◆ WHAT IS REQUIRED: Look over the listing below and say how many of its lines include the string "white"; give no more than that number.

◆ DATA LISTING:
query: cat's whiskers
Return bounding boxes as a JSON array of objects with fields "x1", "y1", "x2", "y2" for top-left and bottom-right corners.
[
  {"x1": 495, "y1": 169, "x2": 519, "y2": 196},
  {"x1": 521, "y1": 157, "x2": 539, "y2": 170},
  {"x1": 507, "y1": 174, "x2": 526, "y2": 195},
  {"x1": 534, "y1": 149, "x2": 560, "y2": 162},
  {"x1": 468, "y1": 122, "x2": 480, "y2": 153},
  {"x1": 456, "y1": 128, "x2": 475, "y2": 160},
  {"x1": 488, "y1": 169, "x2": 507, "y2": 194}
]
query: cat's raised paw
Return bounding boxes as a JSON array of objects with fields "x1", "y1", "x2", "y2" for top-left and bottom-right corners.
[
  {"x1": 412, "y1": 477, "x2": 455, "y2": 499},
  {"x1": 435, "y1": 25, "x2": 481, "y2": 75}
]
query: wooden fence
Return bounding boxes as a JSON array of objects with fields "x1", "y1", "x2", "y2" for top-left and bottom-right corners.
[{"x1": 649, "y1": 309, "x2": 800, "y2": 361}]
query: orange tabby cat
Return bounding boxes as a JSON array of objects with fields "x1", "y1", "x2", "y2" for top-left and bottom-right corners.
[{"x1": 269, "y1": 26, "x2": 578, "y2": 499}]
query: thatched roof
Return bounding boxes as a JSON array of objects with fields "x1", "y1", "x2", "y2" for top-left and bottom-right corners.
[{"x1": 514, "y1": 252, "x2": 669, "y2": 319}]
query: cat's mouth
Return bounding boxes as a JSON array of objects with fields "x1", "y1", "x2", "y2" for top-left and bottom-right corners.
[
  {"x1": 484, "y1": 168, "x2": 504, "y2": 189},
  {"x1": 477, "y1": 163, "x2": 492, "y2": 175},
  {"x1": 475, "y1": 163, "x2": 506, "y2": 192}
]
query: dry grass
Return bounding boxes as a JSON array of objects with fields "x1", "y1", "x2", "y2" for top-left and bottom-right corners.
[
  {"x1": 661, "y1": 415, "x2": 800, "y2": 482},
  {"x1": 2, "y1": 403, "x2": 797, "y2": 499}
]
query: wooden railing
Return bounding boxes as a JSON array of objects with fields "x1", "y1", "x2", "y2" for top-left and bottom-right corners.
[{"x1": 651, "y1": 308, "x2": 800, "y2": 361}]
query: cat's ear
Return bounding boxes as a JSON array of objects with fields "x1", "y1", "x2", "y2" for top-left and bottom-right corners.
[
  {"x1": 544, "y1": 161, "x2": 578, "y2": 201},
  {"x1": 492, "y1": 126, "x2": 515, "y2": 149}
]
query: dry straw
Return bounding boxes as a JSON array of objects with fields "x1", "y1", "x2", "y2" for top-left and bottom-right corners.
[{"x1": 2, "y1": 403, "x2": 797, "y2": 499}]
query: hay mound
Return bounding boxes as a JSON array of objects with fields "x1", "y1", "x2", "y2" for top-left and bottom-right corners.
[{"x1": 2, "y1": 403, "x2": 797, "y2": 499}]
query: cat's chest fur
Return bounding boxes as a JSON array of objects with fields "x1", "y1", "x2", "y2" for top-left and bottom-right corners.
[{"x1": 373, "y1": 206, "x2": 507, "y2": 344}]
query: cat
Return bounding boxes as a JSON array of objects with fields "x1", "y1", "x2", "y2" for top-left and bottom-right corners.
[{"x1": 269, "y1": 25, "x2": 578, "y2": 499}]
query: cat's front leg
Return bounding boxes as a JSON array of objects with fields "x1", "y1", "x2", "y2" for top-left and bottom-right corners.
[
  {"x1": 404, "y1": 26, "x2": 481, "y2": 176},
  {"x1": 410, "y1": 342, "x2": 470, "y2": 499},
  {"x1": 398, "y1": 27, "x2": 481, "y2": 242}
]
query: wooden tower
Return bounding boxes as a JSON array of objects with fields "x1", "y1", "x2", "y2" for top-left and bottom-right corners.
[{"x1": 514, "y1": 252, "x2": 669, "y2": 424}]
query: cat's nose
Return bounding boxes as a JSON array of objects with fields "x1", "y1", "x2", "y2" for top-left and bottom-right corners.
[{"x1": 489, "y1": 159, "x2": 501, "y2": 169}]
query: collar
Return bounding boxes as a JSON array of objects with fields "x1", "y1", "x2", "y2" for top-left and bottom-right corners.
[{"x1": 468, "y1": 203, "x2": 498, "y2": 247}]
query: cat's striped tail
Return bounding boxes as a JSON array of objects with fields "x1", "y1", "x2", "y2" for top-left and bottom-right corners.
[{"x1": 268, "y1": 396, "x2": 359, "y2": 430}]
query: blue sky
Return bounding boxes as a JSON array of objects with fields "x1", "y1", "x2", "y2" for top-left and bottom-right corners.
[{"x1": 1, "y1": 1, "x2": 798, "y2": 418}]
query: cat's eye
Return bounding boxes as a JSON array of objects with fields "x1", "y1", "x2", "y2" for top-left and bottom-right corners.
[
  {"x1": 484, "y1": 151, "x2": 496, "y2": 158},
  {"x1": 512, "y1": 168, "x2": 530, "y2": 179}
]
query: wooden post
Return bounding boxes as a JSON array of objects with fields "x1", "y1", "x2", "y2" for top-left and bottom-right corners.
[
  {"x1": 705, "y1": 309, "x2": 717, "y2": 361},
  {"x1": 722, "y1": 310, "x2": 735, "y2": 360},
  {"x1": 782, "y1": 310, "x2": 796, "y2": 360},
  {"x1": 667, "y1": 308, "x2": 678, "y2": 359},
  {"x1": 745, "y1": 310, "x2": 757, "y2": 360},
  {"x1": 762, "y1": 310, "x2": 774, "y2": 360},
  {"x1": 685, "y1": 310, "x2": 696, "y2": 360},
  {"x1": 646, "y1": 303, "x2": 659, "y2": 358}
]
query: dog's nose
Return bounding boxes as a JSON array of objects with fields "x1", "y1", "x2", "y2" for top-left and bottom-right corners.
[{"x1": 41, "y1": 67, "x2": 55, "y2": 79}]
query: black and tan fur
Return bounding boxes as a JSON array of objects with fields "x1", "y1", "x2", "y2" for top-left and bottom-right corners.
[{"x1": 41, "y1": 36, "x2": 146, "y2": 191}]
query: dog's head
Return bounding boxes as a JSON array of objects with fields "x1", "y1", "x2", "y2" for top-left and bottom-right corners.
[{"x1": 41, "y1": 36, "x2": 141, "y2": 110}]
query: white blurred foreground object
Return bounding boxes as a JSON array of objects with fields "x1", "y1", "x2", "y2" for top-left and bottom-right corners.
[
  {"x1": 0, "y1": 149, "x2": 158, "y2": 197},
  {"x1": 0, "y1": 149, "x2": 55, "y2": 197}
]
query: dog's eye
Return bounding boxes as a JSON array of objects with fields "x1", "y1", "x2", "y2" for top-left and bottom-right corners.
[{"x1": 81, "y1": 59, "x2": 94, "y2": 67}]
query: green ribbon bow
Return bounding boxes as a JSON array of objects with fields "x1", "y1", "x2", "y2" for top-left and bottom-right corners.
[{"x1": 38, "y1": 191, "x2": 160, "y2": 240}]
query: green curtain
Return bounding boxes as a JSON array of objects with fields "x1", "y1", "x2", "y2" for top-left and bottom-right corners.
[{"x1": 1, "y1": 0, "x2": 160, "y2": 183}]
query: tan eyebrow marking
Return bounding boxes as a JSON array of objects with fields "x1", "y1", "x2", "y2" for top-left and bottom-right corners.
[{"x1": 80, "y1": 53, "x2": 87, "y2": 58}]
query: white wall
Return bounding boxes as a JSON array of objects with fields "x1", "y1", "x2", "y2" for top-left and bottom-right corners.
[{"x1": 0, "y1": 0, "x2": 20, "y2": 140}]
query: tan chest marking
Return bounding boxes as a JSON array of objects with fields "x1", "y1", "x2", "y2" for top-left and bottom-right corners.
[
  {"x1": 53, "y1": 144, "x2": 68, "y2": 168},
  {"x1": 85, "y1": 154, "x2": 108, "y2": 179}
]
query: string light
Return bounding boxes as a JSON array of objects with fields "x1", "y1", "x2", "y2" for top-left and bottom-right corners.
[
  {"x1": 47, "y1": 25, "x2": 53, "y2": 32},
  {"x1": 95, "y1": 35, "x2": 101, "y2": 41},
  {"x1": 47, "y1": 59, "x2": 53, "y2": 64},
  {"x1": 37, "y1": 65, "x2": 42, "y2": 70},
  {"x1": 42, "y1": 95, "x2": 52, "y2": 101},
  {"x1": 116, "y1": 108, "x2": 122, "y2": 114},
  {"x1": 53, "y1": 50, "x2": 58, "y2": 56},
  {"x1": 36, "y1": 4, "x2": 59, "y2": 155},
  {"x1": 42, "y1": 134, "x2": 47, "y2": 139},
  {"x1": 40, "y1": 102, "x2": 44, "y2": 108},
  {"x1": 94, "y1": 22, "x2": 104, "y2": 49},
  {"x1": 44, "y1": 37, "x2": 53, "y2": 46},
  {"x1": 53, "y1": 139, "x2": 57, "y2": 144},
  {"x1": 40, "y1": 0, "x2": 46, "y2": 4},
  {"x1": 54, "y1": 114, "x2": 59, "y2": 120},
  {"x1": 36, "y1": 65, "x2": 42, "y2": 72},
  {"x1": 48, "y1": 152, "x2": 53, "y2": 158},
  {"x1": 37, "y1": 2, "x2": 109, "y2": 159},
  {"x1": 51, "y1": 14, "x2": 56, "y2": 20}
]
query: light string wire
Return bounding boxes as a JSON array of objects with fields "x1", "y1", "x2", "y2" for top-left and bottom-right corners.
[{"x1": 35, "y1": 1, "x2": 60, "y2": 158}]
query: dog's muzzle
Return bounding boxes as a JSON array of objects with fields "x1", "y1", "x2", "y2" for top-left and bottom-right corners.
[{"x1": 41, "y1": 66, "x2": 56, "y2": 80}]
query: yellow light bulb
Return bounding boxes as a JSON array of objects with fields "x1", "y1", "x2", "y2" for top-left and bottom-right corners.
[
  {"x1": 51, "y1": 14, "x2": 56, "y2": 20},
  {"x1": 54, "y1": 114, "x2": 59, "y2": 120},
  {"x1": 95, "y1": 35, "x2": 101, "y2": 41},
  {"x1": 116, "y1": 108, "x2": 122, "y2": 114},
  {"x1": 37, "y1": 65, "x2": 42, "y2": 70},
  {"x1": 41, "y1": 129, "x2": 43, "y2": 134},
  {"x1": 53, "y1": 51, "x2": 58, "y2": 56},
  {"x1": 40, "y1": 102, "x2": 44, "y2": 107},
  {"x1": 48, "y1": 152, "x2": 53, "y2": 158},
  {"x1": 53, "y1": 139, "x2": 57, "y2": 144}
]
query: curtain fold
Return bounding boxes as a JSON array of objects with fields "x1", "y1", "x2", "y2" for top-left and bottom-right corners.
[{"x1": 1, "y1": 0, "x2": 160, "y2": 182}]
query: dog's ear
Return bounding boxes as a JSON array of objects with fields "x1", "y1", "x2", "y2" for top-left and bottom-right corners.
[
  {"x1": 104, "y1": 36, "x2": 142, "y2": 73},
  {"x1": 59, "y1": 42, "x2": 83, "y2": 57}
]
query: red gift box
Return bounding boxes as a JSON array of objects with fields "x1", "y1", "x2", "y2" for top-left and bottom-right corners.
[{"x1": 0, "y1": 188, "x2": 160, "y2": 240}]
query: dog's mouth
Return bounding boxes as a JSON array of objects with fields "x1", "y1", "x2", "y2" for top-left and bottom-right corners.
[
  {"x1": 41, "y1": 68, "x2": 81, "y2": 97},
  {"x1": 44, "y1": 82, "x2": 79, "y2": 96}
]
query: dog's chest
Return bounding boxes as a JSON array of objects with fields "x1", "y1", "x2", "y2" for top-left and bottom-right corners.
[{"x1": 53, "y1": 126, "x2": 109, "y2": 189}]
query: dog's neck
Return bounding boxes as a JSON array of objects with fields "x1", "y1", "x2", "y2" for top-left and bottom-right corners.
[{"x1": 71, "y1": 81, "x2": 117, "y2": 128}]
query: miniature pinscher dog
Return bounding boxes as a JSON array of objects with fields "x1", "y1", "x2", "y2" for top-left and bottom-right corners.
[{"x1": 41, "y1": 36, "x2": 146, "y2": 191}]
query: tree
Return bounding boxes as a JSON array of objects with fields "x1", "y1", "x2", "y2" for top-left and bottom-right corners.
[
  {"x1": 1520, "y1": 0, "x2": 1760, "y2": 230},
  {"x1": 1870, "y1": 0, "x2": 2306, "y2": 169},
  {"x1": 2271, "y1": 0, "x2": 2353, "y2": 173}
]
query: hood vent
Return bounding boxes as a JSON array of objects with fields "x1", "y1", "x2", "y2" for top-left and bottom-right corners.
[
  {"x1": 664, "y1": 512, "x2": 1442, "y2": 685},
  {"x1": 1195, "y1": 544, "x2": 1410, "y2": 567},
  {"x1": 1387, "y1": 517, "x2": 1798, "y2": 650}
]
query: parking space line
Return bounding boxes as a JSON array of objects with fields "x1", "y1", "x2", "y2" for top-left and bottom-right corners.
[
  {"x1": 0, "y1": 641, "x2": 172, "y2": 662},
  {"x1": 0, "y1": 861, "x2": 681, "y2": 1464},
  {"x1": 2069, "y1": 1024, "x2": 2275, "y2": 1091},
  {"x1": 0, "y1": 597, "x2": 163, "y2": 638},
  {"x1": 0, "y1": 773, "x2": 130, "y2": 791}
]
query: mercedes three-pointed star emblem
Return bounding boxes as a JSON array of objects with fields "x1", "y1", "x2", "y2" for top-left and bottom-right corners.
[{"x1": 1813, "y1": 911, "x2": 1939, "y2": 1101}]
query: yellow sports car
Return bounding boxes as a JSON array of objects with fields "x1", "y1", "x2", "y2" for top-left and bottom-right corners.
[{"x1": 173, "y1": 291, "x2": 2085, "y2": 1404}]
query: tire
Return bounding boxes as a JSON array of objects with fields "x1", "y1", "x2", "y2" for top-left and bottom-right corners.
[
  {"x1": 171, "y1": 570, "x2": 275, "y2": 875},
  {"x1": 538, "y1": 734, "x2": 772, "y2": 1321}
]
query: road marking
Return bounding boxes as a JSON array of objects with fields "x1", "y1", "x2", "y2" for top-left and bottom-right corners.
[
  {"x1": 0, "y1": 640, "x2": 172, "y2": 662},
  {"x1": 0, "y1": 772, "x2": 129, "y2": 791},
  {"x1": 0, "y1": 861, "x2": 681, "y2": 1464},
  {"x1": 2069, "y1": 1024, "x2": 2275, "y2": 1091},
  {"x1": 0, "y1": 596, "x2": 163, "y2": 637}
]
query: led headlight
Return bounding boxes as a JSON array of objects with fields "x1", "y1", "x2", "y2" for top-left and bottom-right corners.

◆ EXERCISE RESULT: 2